__EXERCISES TO COMPLETE__:
a - Decide whether each statement below agrees with the text on gene expression and the Gene Ontology. For each one, answer yes or no and quote the exact words of the text that decide it.
(i) Unsupervised learning methods usually draw on existing biological knowledge when finding clusters.
(ii) Within each of the three Gene Ontology ontologies, a component may have more than one parent component.
(iii) The model was applied to the gene profiles of 497 unknown and known genes from the fibroblast serum response.
b - Pick up the text on modeling gene roles from expression data and continue it from its final sentence.

[EXTRACT PROVIDED]

Clustering methods (unsupervised learning) offer efficient ways of finding overall patterns and tendencies in microarray gene expression data. Such methods can discover classes of expression patterns and identify groups of genes that are regulated in a similar manner and can therefore indicate along which lines biological interpretations may be sought in a given experiment (Eisen et al. 1998; Iyer et al. 1999). On the other hand, unsupervised learning methods usually do not use existing biological knowledge in finding the clusters, and they do not offer well-established methods for classifying uncharacterized genes according to their biological roles. By including biological knowledge in the learning process, supervised methods can generate gene-expression-based models that can be used for classification of unknown genes. Furthermore, such models can be objectively evaluated with respect to classification quality.

Although hierarchical clustering has shown that similarity in biological roles often corresponds to expression similarity (Eisen et al. 1998), biologically related genes in many instances show dissimilar expression profiles and may even be inversely coregulated (Eisen et al. 1998; Iyer et al. 1999; Shatkay et al. 2000; Stanton et al. 2000). Moreover, gene products often have multiple actions. The relations between temporal changes in gene transcript levels and the multiple biological roles of the gene products are so complex that, given our present knowledge, it may only be possible to use learning from examples to create models.

The Gene Ontology (GO) (http://www.geneontology.org; The Gene Ontology Consortium 2000) provides a valuable source of structured knowledge of protein function in terms of molecular function,biological process, and cellular component. In each of these three ontologies, the classifications are arranged in a hierarchy in which the components may have more than one parent component (directed acyclic graph). Use of GO in analysis of experimental data from high-throughput methods enables integration of biological background data in a controlled manner.

Our particular research goal was to model the relationships betweengene expression as a function of time and involvement of a gene in a given biological process and to use this model to predict the biological roles of unknown genes. We built anif-then rule model using a supervised learning method based on Rough Sets (Pawlak 1991; Komorowski 1999; Skowron et al. 2002). It associated Gene Ontology (GO) classes of biological processes (The Gene Ontology Consortium 2000) with minimal features of temporal gene transcript profiles from the fibroblast serum response in a data set provided by Iyer et al. (1999). Gene profiles of 497 unknown and known genes in the fibroblast serum response were then subjected to the model to classify (reclassify, respectively) the genes. The process provided hypotheses about multiple roles of the genes in terms of GO biological process. Our method generated a high-precision model that produced a substantial number of new hypotheses about biological roles of both characterized and uncharacterized genes. Methods like the one presented here may be pivotal in future research by permitting a more focused experimental approach to elucidate the biological roles of genes.

[/EXTRACT PROVIDED]
[STUDY MATERIAL]

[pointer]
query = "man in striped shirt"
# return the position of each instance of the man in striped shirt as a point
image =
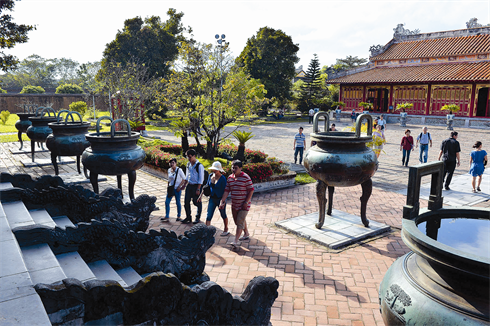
(240, 186)
(299, 145)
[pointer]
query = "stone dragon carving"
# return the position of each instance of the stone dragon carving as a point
(78, 203)
(158, 299)
(184, 256)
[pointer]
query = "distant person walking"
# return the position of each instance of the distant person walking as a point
(450, 156)
(425, 140)
(478, 160)
(217, 184)
(407, 146)
(299, 145)
(241, 188)
(174, 189)
(194, 178)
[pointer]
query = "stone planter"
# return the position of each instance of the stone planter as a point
(449, 121)
(273, 183)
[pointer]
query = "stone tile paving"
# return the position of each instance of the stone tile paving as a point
(318, 286)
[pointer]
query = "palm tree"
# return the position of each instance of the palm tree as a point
(242, 137)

[/STUDY MATERIAL]

__ANSWERS FOR THE EXERCISE__:
a -
(i) No: "unsupervised learning methods usually do not use existing biological knowledge in finding the clusters"
(ii) Yes: "the classifications are arranged in a hierarchy in which the components may have more than one parent component (directed acyclic graph)"
(iii) Yes: "Gene profiles of 497 unknown and known genes in the fibroblast serum response were then subjected to the model"

b -
RESULTS

Construction of Training Examples

We used a data set provided by Iyer et al. (1999;http://genome-www.stanford.edu/serum) that describes the transcript levels of genes detected by 517 different gene probes during the first 24 h of the serum response in serum-starved human fibroblasts. The 517 gene probes corresponded to 497 unique genes, because 20 genes were represented by more than one probe according to Unigene clustering of cDNA sequences (http://www.ncbi.nlm.nih.gov/UniGene/index.html; 2002). For each gene, biological processes were assigned at the lowest possible (most specific) level of GO (The Gene Ontology Consortium 2000; http://www.geneontology.org/). Information for annotations was extracted manually from UniGene (http://www.ncbi.nlm.nih.gov/UniGene/index.html), LocusLink (http://www.ncbi.nlm.nih.gov/LocusLink/index.html), SWISS-PROT (http://us.expasy.org/sprot), GENATLAS (http://bisance.citi2.fr/GENATLAS), and from the literature. For 284 of the 497 genes, information for GO annotations was found (Table1). No biological process information was found on the biological roles of the remaining 213 genes, and these were termed unknown or uncharacterized. After the completion of our annotation work, human gene GO annotations have been made available by LocusLink. There is good agreement between our annotations and those at LocusLink. However, in general, we obtained a higher number of annotations per gene, and many of our annotations were at a more detailed level.

Table 1.

Annotation of Known Genes

The annotated genes formed learning examples from which a rule model was trained. Because supervised learning requires a nontrivial number of examples from each class from which to learn, the genes were grouped into classes of at least 4 elements. To achieve this, the more specific annotations were moved upward in the ontology so that the learning examples were grouped into 23 broad classes of biological processes (e.g., stress response, transport, cell proliferation; see Table 1). Thus, a class is a set of genes that all have an annotation with a common ancestor in the GO hierarchy. Of the 284 known genes, 273 belonged to these 23 broad classes of GO biological process.

The 273 genes of the 23 broad GO classes gave rise to 549 training examples because for 167 genes more than one biological process was annotated to the same gene (see Table 2B). There are several reasons for this coannotation. One reason is that some biological processes have more than one parent in the GO hierarchy. For instance, DNA replication is a child of bothDNA metabolism and of cell cycle. Moreover, many of the encoded proteins have multiple biological roles, like ribosomal proteins, which are involved in protein synthesis (process:protein metabolism and modification) as well as being structural components of ribosomes (process: cell organization and biogenesis; see, e.g., RPL5 in Table 1). Another example is cell adhesion proteins, which are often found also to play a role in cell motility, cell proliferation, and development (e.g.,CLDN11 in Table 1). Furthermore, one type of molecular function may have two or more different descriptions at the biological process level in GO. For example, kinases and phosphatases involved inintracellular signaling cascade are coannotated withprotein metabolism and modification because they modify other proteins by phosphorylation and dephosphorylation.

Table 2.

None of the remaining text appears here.